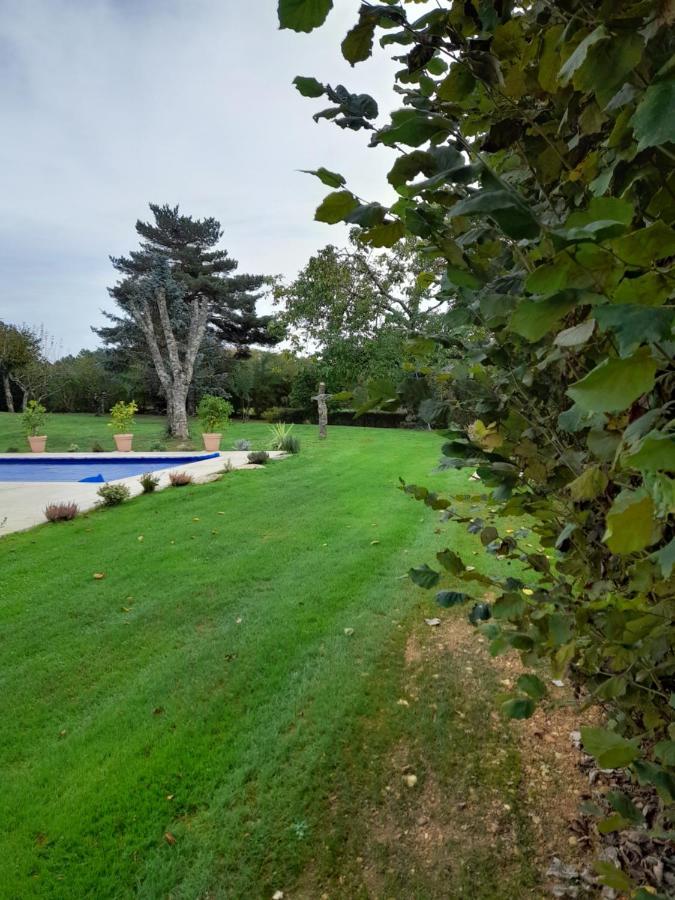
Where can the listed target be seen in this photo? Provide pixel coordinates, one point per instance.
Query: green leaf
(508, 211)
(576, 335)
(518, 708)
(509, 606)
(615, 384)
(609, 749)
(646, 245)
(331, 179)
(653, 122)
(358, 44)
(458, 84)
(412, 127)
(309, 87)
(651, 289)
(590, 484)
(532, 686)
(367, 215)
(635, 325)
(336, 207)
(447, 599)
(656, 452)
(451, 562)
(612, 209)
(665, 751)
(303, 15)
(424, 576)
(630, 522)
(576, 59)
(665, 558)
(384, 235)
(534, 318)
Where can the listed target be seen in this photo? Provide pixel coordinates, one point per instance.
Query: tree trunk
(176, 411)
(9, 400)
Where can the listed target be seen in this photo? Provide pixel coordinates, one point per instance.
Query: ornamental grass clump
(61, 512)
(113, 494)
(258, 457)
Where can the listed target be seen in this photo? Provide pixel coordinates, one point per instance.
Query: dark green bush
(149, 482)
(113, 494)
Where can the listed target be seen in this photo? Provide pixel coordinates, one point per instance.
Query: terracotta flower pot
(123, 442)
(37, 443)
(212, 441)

□ □ □ □ □

What you return should be the entries from above, unchanged and without their images.

**TASK RESULT**
Where can the listed target be seen in this photo? Provide pixel coordinates, one point per instance.
Query: green leaf
(508, 211)
(576, 335)
(518, 708)
(509, 606)
(615, 384)
(609, 749)
(646, 245)
(331, 179)
(653, 122)
(358, 44)
(458, 84)
(412, 127)
(309, 87)
(651, 289)
(590, 484)
(532, 686)
(367, 215)
(635, 325)
(336, 207)
(447, 599)
(656, 452)
(451, 562)
(612, 209)
(665, 751)
(303, 15)
(424, 576)
(630, 522)
(576, 59)
(665, 558)
(384, 235)
(534, 318)
Where can the listed target be seen in this photo? Provide pixel coordinates, one point per instance.
Query: tree trunk
(176, 411)
(9, 400)
Where can the listed target be seen in this photo? Provide pixel coordinates, one point per instance.
Query: ornamental grass clump
(61, 512)
(113, 494)
(258, 457)
Where can the listed target be seen in this photo? Provide pixel coordinates, one point per instance.
Query: dark green bush
(149, 482)
(113, 494)
Where can the listed target be seen in this photo? Provide pixel coordinates, one point per instance.
Query: terracotta flower pot
(123, 442)
(37, 443)
(212, 441)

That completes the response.